— TEXTO FORNECIDO —
☆ ☆ ☆
Prefeitura do Rio revoga resolução que reconhecia práticas de matriz africana como complementares ao Sistema Único de Saúde. Seis dias após publicar uma resolução que reconhecia práticas tradicionais de matriz africana como complementares ao SUS no Rio, o prefeito Eduardo Paes (PSD) revogou a medida, na última terça (25).
Segundo a prefeitura, a nova decisão prioriza o estado laico. “A prefeitura do Rio informa que a resolução conjunta das secretarias de Meio Ambiente e Clima (Smac) e Saúde (SMS) foi revogada, em 25/03 no Diário Oficial, com o entendimento de que saúde pública é realizada baseada em ciência. Além disso, a revogação parte do princípio de que o Estado é laico e não deve misturar crenças religiosas em políticas públicas de saúde”.
A mudança de posicionamento repercutiu negativamente entre algumas entidades da sociedade civil ligadas às religiões de matriz africana.
☆ ☆ ☆
— ENTRADAS ARMAZENADAS —

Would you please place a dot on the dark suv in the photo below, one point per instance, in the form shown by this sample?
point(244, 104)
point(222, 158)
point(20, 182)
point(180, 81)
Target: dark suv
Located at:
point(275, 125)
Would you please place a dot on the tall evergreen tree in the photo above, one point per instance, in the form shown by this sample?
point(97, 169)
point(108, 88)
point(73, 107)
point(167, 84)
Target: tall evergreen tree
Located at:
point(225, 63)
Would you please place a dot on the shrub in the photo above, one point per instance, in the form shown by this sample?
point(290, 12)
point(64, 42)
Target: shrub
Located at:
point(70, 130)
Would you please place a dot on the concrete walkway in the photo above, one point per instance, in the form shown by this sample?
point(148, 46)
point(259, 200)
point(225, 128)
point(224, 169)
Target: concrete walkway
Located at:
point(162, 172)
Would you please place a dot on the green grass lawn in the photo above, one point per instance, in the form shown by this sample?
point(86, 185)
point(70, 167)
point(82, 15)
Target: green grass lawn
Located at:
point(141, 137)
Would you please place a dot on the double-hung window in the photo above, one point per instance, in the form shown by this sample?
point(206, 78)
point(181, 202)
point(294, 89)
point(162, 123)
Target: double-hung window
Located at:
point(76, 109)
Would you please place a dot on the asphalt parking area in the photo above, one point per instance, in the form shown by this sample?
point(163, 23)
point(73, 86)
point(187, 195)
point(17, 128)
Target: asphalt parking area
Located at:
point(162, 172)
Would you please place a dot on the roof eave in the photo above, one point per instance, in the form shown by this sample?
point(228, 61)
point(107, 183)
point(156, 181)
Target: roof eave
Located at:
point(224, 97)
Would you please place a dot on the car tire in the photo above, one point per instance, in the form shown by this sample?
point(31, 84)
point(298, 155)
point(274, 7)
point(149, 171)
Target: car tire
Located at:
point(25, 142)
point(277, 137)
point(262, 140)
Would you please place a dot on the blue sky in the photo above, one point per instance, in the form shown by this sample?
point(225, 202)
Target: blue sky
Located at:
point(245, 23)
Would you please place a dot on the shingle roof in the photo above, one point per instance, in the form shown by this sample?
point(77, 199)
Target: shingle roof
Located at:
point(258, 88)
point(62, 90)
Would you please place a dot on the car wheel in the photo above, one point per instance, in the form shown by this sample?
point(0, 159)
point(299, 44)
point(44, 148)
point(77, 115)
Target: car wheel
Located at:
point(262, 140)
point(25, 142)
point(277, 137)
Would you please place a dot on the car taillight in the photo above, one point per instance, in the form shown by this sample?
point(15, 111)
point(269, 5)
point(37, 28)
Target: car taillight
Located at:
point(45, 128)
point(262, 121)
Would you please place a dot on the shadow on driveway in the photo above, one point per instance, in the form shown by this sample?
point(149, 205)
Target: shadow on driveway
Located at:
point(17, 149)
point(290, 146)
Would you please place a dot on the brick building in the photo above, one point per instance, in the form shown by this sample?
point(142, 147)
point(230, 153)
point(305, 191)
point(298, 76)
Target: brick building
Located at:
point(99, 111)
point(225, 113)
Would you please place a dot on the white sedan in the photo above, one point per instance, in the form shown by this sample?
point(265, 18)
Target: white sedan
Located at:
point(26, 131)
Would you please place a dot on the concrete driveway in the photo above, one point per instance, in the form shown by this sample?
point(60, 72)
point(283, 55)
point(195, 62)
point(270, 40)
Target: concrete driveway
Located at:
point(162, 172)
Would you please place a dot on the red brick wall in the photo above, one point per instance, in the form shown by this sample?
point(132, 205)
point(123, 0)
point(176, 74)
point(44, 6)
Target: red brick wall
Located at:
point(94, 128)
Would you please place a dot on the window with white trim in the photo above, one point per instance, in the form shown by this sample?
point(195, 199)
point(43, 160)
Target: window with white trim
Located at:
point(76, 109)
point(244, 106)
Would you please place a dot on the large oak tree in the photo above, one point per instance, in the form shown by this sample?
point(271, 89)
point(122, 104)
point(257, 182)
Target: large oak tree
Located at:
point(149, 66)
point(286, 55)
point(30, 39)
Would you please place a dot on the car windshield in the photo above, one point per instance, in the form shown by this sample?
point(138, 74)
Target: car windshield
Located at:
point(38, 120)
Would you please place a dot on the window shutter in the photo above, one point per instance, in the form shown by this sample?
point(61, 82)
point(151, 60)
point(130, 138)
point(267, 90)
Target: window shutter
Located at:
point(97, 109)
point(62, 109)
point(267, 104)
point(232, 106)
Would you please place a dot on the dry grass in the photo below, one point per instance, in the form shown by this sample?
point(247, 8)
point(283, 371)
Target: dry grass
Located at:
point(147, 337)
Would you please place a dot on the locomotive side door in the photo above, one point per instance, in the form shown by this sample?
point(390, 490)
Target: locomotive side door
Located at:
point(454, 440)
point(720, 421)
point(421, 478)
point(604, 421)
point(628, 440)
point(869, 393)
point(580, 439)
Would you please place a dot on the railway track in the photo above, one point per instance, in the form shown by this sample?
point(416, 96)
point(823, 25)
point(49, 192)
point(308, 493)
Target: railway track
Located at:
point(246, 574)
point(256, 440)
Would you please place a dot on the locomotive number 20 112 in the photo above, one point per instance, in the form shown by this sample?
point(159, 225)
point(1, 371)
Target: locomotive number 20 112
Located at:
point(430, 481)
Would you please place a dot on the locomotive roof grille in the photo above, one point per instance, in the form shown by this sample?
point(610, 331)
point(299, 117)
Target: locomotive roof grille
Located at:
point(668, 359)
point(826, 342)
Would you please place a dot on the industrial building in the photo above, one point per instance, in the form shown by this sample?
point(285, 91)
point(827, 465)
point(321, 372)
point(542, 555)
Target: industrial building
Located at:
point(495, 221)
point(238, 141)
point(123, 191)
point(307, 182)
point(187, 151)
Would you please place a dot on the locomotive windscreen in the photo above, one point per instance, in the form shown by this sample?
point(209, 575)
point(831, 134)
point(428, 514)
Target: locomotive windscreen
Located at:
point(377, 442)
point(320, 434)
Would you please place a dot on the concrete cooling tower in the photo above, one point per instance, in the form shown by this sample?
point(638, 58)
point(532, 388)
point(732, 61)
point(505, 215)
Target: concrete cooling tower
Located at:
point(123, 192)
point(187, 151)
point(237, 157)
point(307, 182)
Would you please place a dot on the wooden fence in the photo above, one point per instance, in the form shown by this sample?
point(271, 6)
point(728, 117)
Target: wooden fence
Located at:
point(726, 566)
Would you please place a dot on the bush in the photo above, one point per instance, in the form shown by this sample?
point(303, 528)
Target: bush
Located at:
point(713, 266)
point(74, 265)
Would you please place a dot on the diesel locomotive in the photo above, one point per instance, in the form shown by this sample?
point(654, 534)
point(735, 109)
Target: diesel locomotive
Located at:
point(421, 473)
☆ ☆ ☆
— TAREFA PROPOSTA 1 —
Diga se cada afirmação abaixo está de acordo com o texto fornecido, respondendo sim ou não e citando literalmente as palavras do texto que decidem a questão. (a) A resolução foi revogada seis dias depois de publicada. (b) A resolução tinha sido editada somente pela Secretaria de Saúde. (c) A mudança foi bem recebida por todas as entidades ligadas às religiões de matriz africana.
— TAREFA PROPOSTA 2 —
Segundo o texto fornecido, por que a prefeitura revogou a resolução? Responda em uma a três frases.
— TAREFA PROPOSTA 3 —
Transcreva do texto fornecido o trecho que começa em “Segundo a prefeitura, a” e vai até “de matriz africana.”, inclusive.

— RESULTADO 1 —
(a) Sim: “Seis dias após publicar uma resolução que reconhecia práticas tradicionais de matriz africana como complementares ao SUS no Rio, o prefeito Eduardo Paes (PSD) revogou a medida”.
(b) Não: “a resolução conjunta das secretarias de Meio Ambiente e Clima (Smac) e Saúde (SMS)”.
(c) Não: “A mudança de posicionamento repercutiu negativamente entre algumas entidades da sociedade civil ligadas às religiões de matriz africana.”

— RESULTADO 2 —
A prefeitura revogou a resolução por entender que a saúde pública deve ser realizada com base na ciência. Também partiu do princípio de que o Estado é laico e não deve misturar crenças religiosas em políticas públicas de saúde.

— RESULTADO 3 —
Segundo a prefeitura, a nova decisão prioriza o estado laico. “A prefeitura do Rio informa que a resolução conjunta das secretarias de Meio Ambiente e Clima (Smac) e Saúde (SMS) foi revogada, em 25/03 no Diário Oficial, com o entendimento de que saúde pública é realizada baseada em ciência. Além disso, a revogação parte do princípio de que o Estado é laico e não deve misturar crenças religiosas em políticas públicas de saúde”.
A mudança de posicionamento repercutiu negativamente entre algumas entidades da sociedade civil ligadas às religiões de matriz africana.